Show every line in the entries below that contains the word "orange", copying each such line in full. Case counts when matching.
▬▬▬▬▬▬▬▬▬▬
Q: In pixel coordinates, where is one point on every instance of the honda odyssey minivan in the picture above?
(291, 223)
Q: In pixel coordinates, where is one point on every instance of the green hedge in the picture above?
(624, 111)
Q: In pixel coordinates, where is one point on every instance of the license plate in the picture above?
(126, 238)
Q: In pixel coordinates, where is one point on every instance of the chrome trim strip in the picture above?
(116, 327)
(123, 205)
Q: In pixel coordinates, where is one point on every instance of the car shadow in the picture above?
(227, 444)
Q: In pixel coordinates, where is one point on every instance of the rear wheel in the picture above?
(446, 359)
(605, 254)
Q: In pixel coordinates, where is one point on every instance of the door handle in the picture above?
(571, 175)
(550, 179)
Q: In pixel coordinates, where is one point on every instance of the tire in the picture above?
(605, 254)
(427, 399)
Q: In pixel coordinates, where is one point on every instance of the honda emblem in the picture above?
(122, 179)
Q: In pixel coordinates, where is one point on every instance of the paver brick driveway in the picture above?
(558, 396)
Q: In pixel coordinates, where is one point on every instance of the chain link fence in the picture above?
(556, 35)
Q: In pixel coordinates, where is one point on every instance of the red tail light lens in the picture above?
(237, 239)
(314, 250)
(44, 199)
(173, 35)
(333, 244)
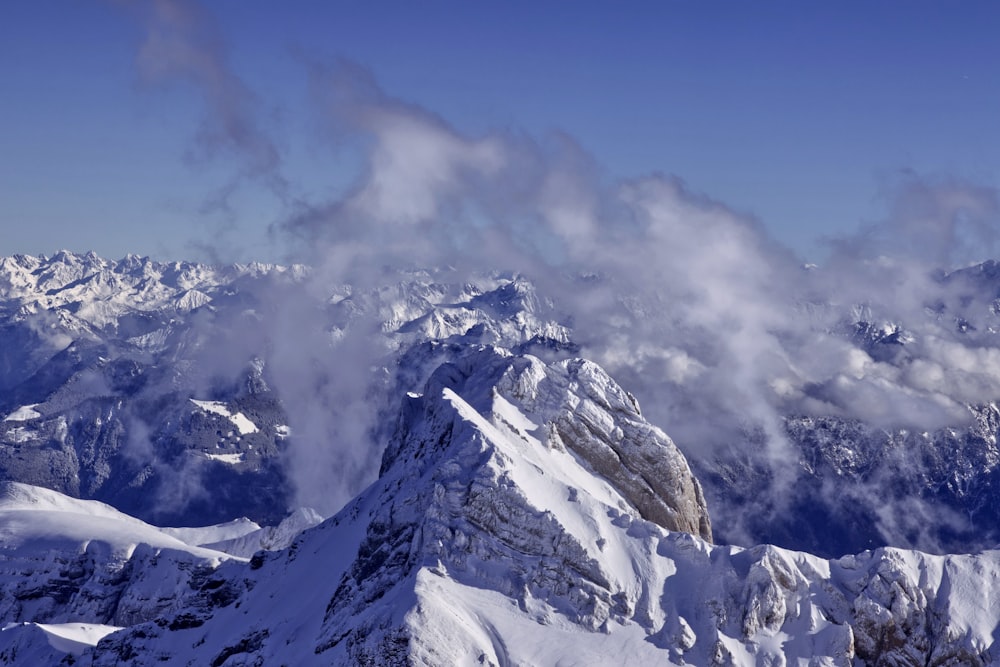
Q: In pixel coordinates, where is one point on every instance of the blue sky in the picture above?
(800, 114)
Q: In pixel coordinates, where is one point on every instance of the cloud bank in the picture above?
(718, 329)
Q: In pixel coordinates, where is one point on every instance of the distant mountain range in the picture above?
(507, 502)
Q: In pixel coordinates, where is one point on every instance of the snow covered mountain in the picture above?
(186, 394)
(496, 534)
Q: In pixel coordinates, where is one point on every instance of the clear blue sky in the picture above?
(796, 113)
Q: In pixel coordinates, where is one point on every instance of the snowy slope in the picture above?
(489, 539)
(65, 560)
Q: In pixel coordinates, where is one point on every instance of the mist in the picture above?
(718, 329)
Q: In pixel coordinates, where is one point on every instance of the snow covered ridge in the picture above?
(100, 362)
(490, 539)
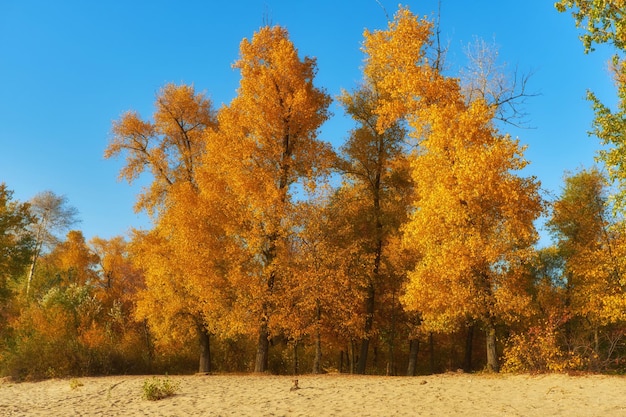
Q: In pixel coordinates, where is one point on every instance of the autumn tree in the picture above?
(266, 143)
(590, 242)
(170, 148)
(374, 165)
(16, 250)
(603, 24)
(53, 215)
(15, 243)
(473, 217)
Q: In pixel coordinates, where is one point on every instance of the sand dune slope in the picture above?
(326, 395)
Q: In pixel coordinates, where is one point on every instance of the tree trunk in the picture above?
(431, 348)
(492, 355)
(469, 343)
(414, 348)
(369, 320)
(341, 361)
(317, 360)
(296, 365)
(205, 350)
(263, 347)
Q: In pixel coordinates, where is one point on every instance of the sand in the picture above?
(323, 395)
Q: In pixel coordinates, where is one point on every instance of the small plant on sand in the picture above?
(75, 383)
(155, 389)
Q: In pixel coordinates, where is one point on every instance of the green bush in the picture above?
(156, 389)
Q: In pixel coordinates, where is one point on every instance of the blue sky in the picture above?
(68, 68)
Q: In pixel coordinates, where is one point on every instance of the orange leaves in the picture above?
(472, 214)
(169, 148)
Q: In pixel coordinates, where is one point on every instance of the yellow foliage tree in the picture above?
(591, 242)
(171, 148)
(473, 217)
(375, 169)
(265, 144)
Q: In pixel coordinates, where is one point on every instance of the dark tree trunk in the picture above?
(296, 362)
(469, 343)
(341, 361)
(317, 360)
(205, 350)
(492, 355)
(263, 347)
(414, 348)
(431, 348)
(369, 321)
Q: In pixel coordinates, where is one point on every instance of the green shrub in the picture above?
(156, 389)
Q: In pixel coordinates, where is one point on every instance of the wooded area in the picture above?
(411, 249)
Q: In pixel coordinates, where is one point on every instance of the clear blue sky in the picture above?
(68, 68)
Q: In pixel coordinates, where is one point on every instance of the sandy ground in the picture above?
(325, 395)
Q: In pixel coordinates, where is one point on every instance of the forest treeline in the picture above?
(410, 249)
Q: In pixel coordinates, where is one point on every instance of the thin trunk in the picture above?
(391, 361)
(317, 360)
(469, 343)
(431, 348)
(204, 366)
(296, 365)
(492, 355)
(263, 347)
(414, 348)
(369, 320)
(341, 361)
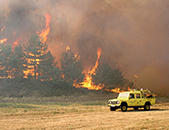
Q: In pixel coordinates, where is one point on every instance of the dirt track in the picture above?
(88, 117)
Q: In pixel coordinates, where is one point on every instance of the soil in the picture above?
(88, 117)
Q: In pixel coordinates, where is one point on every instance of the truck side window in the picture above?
(131, 96)
(137, 95)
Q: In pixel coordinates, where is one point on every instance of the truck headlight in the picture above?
(118, 102)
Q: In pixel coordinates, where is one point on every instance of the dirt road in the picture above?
(88, 118)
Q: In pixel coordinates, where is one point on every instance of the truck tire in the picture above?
(147, 106)
(112, 109)
(135, 108)
(124, 107)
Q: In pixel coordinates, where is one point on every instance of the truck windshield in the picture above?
(123, 95)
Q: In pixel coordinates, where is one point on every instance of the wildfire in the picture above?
(44, 33)
(46, 30)
(5, 39)
(87, 83)
(2, 29)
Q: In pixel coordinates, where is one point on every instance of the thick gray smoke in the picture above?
(132, 33)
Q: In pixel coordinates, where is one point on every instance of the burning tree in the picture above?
(18, 62)
(71, 67)
(108, 78)
(6, 54)
(47, 68)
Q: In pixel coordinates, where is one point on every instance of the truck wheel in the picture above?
(124, 107)
(147, 107)
(135, 108)
(112, 109)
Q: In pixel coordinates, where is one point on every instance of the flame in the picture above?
(2, 29)
(87, 83)
(3, 40)
(16, 42)
(97, 62)
(67, 48)
(135, 76)
(46, 30)
(43, 35)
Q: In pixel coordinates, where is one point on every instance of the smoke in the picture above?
(133, 34)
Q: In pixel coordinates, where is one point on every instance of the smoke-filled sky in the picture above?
(133, 34)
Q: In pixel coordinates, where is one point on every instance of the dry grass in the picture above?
(80, 115)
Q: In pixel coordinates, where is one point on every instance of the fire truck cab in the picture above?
(133, 98)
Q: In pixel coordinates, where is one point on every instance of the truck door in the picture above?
(131, 100)
(138, 99)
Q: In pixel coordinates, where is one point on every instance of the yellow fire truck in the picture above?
(133, 98)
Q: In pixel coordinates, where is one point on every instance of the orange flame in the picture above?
(44, 33)
(3, 40)
(87, 83)
(2, 29)
(97, 62)
(46, 30)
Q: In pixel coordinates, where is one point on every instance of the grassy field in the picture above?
(78, 112)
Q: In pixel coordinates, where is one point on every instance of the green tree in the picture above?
(34, 50)
(108, 77)
(71, 67)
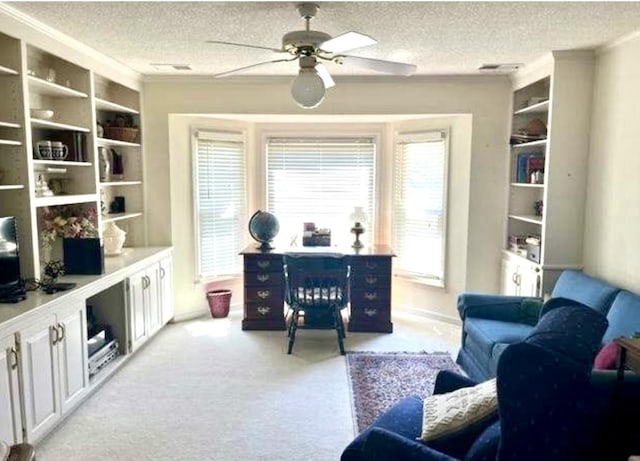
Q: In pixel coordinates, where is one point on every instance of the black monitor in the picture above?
(10, 282)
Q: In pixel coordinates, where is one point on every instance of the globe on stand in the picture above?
(263, 227)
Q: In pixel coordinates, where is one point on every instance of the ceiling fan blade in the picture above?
(242, 69)
(389, 67)
(220, 42)
(347, 41)
(323, 73)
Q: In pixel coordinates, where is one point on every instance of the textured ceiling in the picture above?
(439, 37)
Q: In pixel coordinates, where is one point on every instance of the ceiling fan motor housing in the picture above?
(303, 42)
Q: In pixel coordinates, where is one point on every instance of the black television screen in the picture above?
(9, 262)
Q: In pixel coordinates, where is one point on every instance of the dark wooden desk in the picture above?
(370, 289)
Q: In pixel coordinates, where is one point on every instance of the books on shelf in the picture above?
(526, 163)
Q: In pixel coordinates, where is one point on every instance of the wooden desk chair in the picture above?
(316, 286)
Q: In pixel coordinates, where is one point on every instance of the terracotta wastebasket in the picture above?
(219, 301)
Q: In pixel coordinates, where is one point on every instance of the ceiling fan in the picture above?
(310, 47)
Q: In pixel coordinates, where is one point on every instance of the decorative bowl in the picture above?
(44, 114)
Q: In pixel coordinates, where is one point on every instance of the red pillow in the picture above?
(607, 358)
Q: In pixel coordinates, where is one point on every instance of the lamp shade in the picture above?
(308, 89)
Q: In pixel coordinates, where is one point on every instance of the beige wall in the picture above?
(476, 109)
(611, 248)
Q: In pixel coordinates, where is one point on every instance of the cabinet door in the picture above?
(166, 290)
(72, 353)
(10, 419)
(137, 323)
(529, 281)
(152, 298)
(38, 359)
(509, 278)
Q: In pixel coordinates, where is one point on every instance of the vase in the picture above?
(113, 238)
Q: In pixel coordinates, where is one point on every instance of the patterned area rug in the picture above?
(379, 379)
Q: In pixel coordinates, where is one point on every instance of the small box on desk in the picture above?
(83, 256)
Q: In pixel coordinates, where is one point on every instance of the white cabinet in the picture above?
(550, 136)
(10, 412)
(54, 366)
(145, 304)
(166, 289)
(519, 277)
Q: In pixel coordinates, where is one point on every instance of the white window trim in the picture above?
(220, 134)
(417, 136)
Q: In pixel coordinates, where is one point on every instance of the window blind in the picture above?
(419, 204)
(220, 202)
(321, 180)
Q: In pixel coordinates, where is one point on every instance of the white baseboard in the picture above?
(401, 309)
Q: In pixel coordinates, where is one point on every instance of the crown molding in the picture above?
(51, 40)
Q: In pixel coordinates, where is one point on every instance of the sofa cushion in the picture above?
(623, 317)
(485, 333)
(587, 290)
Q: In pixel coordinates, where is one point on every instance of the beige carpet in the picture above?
(206, 390)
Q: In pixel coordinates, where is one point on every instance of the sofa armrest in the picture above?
(449, 381)
(520, 309)
(384, 445)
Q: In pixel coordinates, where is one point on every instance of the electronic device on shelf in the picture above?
(11, 285)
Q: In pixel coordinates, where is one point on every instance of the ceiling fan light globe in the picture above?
(308, 89)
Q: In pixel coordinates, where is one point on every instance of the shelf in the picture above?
(7, 71)
(36, 122)
(120, 183)
(539, 142)
(10, 142)
(527, 185)
(527, 218)
(534, 108)
(115, 142)
(65, 200)
(61, 163)
(53, 89)
(119, 216)
(103, 104)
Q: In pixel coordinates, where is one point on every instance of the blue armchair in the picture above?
(544, 390)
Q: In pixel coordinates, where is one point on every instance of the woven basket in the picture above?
(121, 133)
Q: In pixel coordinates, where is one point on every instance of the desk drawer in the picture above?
(371, 265)
(262, 263)
(264, 295)
(264, 279)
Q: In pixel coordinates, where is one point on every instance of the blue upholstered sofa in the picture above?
(491, 322)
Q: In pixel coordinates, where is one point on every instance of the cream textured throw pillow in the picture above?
(445, 414)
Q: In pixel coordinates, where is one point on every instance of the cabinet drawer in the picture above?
(263, 263)
(371, 265)
(374, 296)
(273, 280)
(264, 295)
(258, 311)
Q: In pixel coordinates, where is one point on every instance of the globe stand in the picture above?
(358, 230)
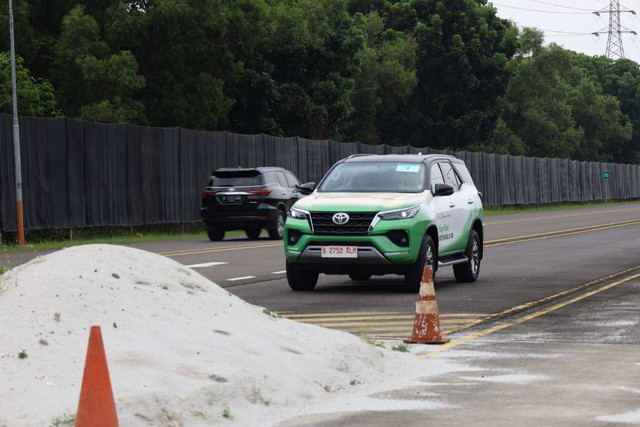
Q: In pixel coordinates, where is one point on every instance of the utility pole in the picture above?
(615, 49)
(16, 134)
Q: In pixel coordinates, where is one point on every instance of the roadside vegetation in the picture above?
(426, 73)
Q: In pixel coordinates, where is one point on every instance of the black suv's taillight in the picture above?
(293, 236)
(398, 237)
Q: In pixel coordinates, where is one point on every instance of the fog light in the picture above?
(293, 236)
(398, 237)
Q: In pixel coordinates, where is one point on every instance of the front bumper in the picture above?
(373, 249)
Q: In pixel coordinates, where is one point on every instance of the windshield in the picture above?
(375, 177)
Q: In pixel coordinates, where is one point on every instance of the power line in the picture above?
(542, 11)
(559, 5)
(615, 49)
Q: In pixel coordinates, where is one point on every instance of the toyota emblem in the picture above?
(340, 218)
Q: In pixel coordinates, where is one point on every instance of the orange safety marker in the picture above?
(96, 406)
(426, 326)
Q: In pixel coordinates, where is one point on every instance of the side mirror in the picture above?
(443, 190)
(306, 188)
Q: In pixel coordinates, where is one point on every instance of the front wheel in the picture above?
(216, 234)
(469, 271)
(427, 256)
(277, 231)
(253, 233)
(300, 280)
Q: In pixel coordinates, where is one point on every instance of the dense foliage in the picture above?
(447, 74)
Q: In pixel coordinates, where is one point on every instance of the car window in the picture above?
(291, 179)
(375, 177)
(281, 179)
(449, 174)
(235, 178)
(463, 172)
(436, 176)
(270, 178)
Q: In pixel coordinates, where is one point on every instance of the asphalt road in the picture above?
(528, 257)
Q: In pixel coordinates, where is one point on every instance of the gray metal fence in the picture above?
(78, 174)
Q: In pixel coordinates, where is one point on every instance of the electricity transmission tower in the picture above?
(615, 50)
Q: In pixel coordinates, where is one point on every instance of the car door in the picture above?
(459, 222)
(444, 213)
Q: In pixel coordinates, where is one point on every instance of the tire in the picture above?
(359, 277)
(277, 231)
(253, 233)
(469, 271)
(300, 280)
(216, 234)
(427, 256)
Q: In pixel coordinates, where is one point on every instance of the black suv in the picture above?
(250, 200)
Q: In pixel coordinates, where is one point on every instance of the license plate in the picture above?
(339, 252)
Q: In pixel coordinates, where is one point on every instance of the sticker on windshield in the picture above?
(408, 167)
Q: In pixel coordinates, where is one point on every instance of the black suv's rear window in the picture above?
(235, 178)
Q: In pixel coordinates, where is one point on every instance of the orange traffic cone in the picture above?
(426, 326)
(96, 406)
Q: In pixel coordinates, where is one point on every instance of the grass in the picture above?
(227, 414)
(515, 209)
(42, 240)
(401, 348)
(64, 420)
(270, 313)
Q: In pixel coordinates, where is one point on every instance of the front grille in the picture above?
(358, 224)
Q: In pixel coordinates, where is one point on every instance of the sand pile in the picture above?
(181, 350)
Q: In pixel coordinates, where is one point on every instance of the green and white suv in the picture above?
(386, 214)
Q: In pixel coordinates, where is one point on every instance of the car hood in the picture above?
(359, 202)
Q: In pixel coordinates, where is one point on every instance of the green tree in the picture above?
(463, 54)
(93, 82)
(552, 109)
(36, 97)
(386, 80)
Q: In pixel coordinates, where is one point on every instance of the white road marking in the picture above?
(241, 278)
(206, 264)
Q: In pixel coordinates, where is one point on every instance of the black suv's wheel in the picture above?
(300, 280)
(277, 231)
(253, 233)
(469, 271)
(427, 256)
(216, 234)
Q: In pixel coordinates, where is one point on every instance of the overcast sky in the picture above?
(557, 18)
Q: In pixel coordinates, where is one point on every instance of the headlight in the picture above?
(298, 213)
(400, 214)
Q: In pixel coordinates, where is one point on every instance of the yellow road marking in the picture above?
(560, 233)
(588, 227)
(353, 318)
(561, 216)
(229, 248)
(371, 324)
(523, 319)
(364, 313)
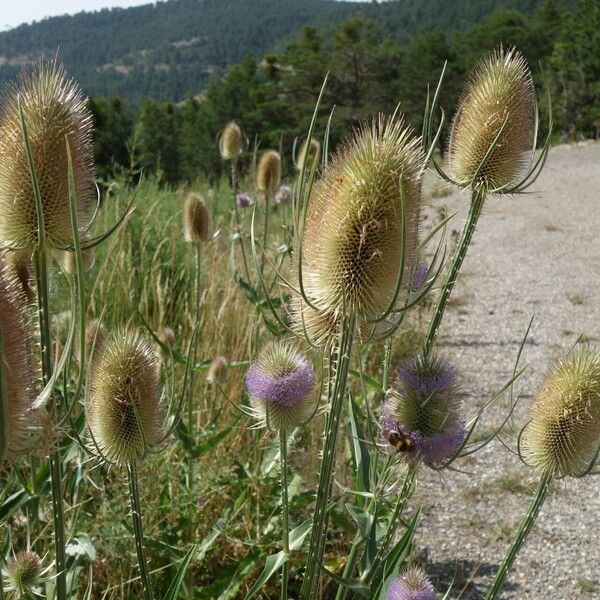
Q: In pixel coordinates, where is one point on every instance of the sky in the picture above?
(15, 12)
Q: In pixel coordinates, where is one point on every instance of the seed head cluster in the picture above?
(498, 102)
(123, 405)
(281, 383)
(353, 237)
(54, 109)
(564, 432)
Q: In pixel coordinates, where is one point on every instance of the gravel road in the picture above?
(533, 255)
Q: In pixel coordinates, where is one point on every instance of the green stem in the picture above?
(234, 185)
(136, 514)
(41, 274)
(285, 513)
(318, 534)
(522, 534)
(461, 251)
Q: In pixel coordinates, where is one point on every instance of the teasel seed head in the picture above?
(24, 572)
(311, 151)
(498, 101)
(196, 219)
(124, 411)
(217, 371)
(353, 237)
(268, 173)
(54, 109)
(421, 416)
(231, 143)
(564, 431)
(281, 384)
(413, 584)
(20, 372)
(69, 261)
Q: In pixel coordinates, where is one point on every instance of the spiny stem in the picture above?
(285, 513)
(522, 534)
(319, 528)
(136, 514)
(41, 274)
(457, 260)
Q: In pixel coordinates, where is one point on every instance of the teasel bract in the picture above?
(281, 385)
(491, 148)
(561, 438)
(54, 111)
(126, 417)
(357, 234)
(21, 422)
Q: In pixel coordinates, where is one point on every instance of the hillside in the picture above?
(170, 49)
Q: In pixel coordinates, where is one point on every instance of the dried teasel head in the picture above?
(412, 584)
(492, 135)
(309, 151)
(54, 110)
(563, 434)
(124, 410)
(353, 238)
(281, 384)
(231, 143)
(20, 372)
(268, 172)
(196, 219)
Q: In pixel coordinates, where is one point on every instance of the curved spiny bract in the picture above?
(24, 422)
(353, 239)
(492, 135)
(54, 110)
(124, 411)
(563, 435)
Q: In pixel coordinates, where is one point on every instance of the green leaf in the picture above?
(173, 590)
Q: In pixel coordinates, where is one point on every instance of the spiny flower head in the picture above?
(268, 173)
(123, 405)
(310, 151)
(353, 237)
(498, 102)
(564, 432)
(54, 109)
(196, 219)
(24, 421)
(281, 383)
(284, 195)
(231, 143)
(413, 584)
(24, 572)
(421, 413)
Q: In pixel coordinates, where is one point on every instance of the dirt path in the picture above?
(533, 255)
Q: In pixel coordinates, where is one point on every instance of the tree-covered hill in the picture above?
(170, 50)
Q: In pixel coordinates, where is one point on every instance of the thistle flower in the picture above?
(20, 374)
(24, 572)
(196, 219)
(123, 405)
(69, 261)
(280, 384)
(54, 108)
(421, 416)
(311, 151)
(353, 237)
(284, 195)
(498, 102)
(413, 584)
(217, 371)
(231, 143)
(564, 431)
(268, 173)
(243, 200)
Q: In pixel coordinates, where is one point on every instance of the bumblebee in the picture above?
(402, 442)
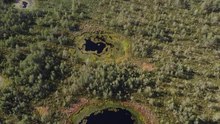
▬▬▬▬▬▬▬▬▬▬
» EXERCISE RESPONSE
Q: In pixel coordinates, where is one point on every instance of the orange leaves in the picture above?
Q: In pixel coordinates, where is one point on every instance of the orange flame in the picture above?
Q: In pixel coordinates, where is one point on every instance of the orange safety marker in the picture above?
Q: In pixel coordinates, where is one point on every instance of the orange traffic cone in the picture above?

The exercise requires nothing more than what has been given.